Aim of the exercise> In the listing that follows, find the line with "Each instance of the wooden", then copy exactly from it through the line with "Target: wooden floor", leaving out every picture.

Extracted data>
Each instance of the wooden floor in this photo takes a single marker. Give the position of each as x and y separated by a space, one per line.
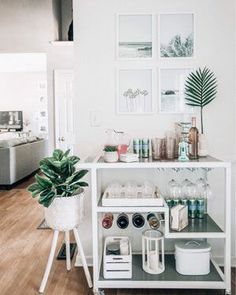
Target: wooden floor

---

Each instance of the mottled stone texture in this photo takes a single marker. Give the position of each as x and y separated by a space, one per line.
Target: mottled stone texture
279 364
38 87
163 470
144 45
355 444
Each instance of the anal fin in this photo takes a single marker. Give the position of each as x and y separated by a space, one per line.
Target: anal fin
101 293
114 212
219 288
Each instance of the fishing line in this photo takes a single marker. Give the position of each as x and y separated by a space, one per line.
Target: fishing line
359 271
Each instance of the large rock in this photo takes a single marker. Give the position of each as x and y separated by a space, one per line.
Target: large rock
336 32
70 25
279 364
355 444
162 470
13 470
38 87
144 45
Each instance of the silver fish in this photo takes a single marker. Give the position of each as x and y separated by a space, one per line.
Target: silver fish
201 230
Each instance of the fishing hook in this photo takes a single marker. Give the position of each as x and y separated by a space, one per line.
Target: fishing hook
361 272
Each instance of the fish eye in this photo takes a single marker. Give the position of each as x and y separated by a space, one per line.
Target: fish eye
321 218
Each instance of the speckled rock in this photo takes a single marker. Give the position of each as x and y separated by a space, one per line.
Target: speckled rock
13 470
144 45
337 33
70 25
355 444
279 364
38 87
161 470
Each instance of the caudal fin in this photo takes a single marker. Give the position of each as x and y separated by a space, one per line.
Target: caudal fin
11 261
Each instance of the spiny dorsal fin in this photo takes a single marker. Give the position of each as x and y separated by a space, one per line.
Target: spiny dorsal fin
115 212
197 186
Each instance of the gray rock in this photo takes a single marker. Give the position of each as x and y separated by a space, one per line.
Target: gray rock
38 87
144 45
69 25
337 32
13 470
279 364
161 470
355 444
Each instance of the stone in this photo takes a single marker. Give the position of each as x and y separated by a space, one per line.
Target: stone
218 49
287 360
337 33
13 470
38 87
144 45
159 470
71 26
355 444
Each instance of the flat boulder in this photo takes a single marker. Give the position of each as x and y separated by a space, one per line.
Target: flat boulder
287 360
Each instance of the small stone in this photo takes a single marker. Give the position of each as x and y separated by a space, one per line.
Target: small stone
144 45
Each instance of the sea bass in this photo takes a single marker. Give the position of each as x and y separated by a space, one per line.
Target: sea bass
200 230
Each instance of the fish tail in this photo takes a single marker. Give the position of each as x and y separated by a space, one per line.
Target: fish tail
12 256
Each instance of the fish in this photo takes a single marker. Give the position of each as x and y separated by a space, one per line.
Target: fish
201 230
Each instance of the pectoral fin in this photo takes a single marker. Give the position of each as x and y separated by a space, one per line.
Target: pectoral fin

Answer to this task>
Each instance of the wooden floor in this photo takes a single marker. Give the position of each as x and y separated by a space, one per line.
Target: wooden floor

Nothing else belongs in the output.